====== GIVEN RECORDS
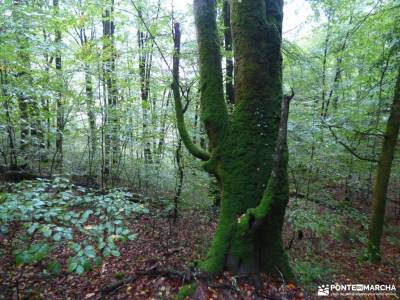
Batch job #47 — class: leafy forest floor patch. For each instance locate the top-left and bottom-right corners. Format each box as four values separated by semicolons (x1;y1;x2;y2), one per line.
0;180;400;299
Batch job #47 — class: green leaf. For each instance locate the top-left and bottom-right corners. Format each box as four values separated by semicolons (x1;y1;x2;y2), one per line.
15;251;34;266
67;258;78;272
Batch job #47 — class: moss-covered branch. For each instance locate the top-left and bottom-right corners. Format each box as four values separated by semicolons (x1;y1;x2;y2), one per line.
193;0;229;151
368;68;400;261
172;23;210;160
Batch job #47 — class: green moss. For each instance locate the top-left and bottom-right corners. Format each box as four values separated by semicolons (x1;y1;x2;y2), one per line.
174;283;197;300
195;0;293;279
193;0;229;151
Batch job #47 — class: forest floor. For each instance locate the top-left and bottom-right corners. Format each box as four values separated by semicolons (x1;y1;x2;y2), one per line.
0;179;400;300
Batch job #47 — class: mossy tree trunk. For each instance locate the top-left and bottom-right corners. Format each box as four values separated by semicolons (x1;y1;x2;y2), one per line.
368;68;400;261
174;0;293;280
53;0;65;170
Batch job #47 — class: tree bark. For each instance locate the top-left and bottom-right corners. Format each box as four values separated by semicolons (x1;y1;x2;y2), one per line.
185;0;293;279
223;0;235;105
53;0;64;169
368;68;400;261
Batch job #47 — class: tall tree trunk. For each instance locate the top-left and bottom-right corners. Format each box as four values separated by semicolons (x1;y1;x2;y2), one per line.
85;63;97;175
223;0;235;105
368;68;400;261
175;0;293;279
103;0;119;181
53;0;64;169
12;0;31;158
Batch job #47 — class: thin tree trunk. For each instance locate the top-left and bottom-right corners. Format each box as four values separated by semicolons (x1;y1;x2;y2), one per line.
223;0;235;105
53;0;64;170
368;68;400;261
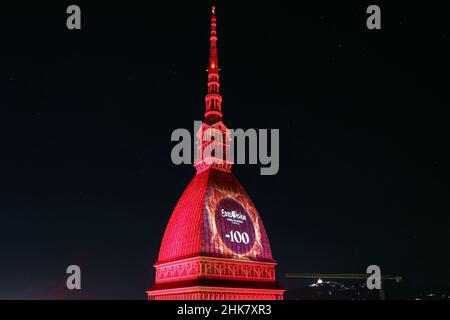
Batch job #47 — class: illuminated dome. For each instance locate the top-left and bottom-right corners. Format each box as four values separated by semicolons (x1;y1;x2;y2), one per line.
147;7;284;300
158;169;273;263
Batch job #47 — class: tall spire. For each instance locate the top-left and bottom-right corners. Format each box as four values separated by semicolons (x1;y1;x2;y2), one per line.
205;6;222;124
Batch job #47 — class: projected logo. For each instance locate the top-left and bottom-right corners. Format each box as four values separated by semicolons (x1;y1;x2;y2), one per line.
203;188;264;260
215;198;256;254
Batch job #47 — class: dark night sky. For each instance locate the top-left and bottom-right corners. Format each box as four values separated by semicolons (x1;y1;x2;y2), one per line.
0;1;450;299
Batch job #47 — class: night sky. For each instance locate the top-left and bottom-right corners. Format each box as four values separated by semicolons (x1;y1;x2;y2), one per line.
0;0;450;299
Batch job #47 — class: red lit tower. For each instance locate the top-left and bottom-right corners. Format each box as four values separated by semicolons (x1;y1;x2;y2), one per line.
147;7;284;300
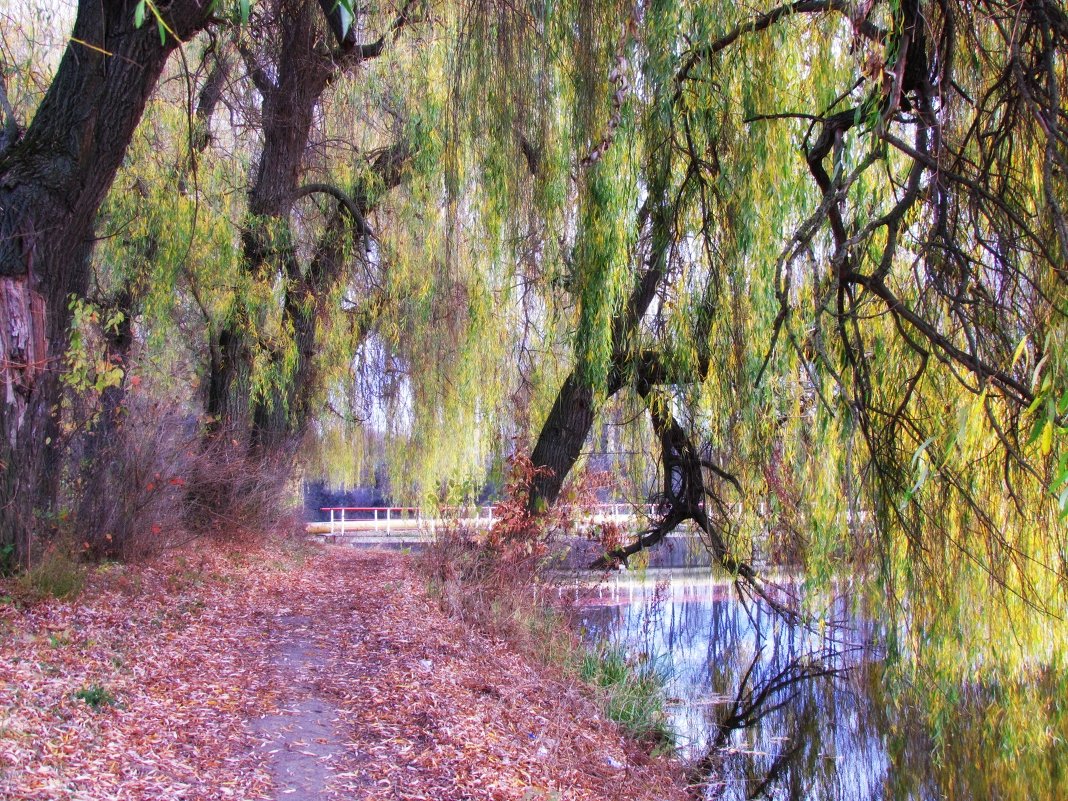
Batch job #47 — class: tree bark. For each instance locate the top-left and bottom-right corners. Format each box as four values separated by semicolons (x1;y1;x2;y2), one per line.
0;0;210;562
527;203;669;514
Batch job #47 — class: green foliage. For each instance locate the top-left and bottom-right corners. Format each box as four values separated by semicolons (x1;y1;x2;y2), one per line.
63;296;124;395
579;643;674;751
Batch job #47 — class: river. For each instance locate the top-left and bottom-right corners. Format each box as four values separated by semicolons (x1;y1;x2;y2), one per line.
571;568;1068;801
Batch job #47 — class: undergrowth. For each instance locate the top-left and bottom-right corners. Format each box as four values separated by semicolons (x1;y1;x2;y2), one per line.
419;458;674;753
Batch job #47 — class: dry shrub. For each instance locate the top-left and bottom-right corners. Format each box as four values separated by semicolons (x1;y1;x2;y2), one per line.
420;456;574;661
13;539;85;602
72;402;205;560
185;431;298;541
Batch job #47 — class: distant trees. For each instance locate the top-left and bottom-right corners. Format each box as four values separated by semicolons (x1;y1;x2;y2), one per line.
0;0;1068;674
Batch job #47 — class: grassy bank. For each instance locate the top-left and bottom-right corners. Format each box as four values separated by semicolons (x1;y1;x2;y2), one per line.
419;532;675;754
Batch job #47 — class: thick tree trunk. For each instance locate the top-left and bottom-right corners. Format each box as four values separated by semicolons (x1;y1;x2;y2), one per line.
205;0;333;437
527;207;669;514
0;0;210;560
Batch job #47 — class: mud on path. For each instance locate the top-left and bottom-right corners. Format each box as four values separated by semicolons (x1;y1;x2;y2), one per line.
0;548;685;801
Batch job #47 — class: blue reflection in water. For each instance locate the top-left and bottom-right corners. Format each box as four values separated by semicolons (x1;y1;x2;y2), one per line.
579;570;942;801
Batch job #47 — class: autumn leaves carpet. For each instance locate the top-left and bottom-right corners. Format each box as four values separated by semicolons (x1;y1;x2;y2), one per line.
0;548;685;801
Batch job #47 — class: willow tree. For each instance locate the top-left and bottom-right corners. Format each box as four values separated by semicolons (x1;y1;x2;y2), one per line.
0;0;225;556
457;1;1068;679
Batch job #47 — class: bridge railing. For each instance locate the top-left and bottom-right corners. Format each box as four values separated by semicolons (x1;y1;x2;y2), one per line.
311;503;661;535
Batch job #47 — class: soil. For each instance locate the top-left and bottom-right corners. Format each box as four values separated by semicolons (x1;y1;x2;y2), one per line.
0;547;687;801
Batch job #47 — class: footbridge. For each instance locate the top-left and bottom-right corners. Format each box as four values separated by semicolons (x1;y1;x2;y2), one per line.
308;503;659;541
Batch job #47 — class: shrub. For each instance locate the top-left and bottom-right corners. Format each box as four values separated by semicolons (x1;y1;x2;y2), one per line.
16;541;85;600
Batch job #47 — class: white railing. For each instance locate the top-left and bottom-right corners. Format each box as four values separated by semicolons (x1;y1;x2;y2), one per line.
321;503;660;535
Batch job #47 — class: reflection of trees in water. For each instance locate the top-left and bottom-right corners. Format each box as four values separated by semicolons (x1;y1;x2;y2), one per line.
584;591;926;801
583;583;1068;801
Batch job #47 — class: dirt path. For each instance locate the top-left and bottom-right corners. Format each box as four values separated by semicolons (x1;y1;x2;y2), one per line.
0;548;685;801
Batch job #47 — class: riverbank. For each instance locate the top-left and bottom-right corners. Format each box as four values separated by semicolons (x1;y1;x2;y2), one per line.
0;547;686;801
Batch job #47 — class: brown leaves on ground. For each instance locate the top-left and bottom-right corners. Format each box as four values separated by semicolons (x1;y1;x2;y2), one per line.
0;548;686;801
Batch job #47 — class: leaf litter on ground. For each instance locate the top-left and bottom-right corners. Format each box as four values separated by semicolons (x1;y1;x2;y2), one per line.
0;545;687;801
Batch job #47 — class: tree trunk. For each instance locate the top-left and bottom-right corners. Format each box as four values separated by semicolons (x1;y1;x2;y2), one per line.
205;0;333;437
527;203;669;514
0;0;210;562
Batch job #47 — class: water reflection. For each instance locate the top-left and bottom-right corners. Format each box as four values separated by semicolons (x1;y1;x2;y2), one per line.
580;570;1068;801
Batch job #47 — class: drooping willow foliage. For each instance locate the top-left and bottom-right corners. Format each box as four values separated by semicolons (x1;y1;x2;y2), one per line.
5;0;1068;683
450;1;1068;670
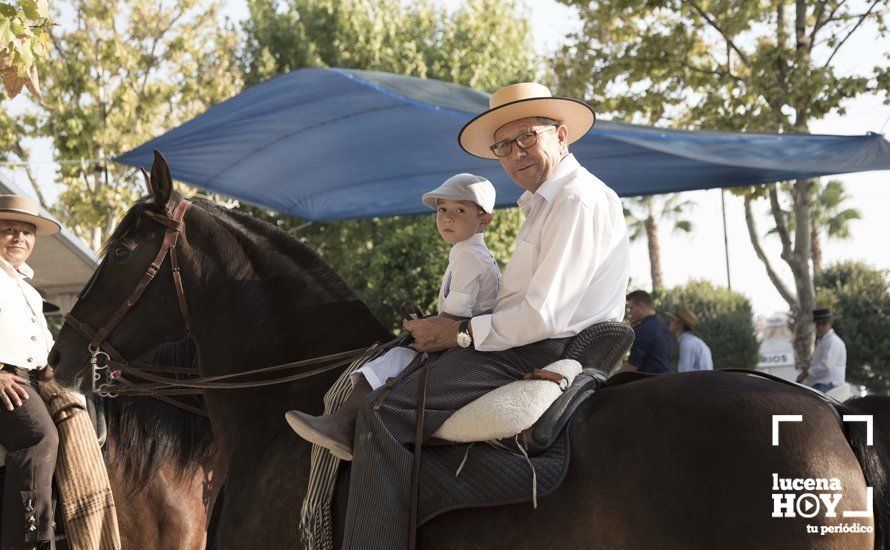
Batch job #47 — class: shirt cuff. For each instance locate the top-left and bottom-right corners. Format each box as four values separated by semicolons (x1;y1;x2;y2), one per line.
470;314;491;351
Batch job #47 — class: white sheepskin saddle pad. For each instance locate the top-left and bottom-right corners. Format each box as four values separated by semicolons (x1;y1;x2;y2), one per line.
433;359;581;443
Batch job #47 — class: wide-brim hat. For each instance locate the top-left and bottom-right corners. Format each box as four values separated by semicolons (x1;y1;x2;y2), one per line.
0;195;62;237
457;82;596;159
813;307;834;323
421;174;497;214
671;307;698;330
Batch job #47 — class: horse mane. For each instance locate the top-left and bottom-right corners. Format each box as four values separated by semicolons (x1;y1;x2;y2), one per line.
105;336;216;491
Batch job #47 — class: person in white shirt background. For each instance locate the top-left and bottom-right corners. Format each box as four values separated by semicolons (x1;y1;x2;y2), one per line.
343;83;630;550
285;174;501;460
668;307;714;372
797;308;847;392
0;195;60;549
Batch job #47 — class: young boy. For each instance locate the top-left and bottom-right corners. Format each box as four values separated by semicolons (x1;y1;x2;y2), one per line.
285;174;500;460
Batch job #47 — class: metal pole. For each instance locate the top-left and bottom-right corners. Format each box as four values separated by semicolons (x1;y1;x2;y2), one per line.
720;187;732;290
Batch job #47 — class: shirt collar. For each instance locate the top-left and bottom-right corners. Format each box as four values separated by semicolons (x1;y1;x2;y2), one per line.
0;258;34;279
516;153;581;216
448;233;485;261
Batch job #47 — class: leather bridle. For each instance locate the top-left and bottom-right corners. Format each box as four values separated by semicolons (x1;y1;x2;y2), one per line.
65;199;380;416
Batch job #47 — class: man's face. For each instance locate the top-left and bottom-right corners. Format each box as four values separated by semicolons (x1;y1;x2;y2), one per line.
0;220;37;268
436;199;491;244
627;300;649;323
494;118;568;193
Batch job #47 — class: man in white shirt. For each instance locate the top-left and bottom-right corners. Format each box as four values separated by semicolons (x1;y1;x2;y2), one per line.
798;308;847;392
343;83;629;549
0;195;59;549
668;307;714;372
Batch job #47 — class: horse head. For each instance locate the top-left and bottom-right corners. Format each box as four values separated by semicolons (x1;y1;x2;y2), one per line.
49;151;188;390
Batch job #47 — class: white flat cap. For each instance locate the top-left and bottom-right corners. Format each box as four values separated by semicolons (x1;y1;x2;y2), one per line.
421;174;496;214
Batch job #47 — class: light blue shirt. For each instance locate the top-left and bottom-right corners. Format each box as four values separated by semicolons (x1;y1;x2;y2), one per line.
677;331;714;372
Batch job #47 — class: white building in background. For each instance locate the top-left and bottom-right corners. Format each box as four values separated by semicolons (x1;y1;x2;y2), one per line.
755;313;800;382
0;173;99;317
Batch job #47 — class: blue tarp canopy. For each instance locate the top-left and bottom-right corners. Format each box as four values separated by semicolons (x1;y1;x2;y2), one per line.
115;69;890;221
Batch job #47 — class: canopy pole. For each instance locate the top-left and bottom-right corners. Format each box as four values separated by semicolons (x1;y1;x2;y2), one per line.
720;187;732;290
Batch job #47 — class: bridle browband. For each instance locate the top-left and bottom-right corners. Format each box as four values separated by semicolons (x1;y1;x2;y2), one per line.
65;199;380;416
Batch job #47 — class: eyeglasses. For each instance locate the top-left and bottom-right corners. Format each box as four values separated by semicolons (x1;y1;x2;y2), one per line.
489;126;556;157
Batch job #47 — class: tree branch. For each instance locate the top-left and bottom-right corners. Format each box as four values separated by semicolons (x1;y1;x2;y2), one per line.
684;0;748;65
745;195;797;309
822;0;881;69
769;184;792;262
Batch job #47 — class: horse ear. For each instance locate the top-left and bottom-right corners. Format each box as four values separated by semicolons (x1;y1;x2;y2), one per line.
139;166;152;193
149;149;173;210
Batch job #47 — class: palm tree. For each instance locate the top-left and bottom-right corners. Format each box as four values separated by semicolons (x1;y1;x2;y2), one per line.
810;180;862;273
624;193;695;291
767;180;862;273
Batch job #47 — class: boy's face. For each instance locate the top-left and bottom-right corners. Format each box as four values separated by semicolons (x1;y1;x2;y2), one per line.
436;199;491;244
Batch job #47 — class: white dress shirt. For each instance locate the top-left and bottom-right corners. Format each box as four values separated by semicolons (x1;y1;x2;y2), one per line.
677;331;714;372
0;258;53;369
438;233;501;317
471;155;630;351
807;329;847;387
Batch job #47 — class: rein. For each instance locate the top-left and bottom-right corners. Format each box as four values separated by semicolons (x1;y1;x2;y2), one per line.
65;199;392;416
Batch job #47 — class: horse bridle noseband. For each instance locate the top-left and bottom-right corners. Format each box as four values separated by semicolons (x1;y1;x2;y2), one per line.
65;199;380;416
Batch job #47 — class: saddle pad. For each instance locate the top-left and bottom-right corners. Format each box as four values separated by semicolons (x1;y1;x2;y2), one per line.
433;359;581;443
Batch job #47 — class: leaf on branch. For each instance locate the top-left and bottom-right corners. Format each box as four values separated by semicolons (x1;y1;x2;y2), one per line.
0;66;25;99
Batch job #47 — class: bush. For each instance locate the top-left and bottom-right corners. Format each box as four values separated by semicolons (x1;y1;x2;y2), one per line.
815;261;890;393
655;281;760;369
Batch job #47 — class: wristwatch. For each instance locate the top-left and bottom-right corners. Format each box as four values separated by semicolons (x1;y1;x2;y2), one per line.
457;319;473;348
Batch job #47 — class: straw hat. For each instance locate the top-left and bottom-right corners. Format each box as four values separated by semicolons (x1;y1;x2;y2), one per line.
============
**WHAT IS ASKED**
Count the lines in the listing above that contain the word "pole", and give only that number.

**TASK SOLUTION**
2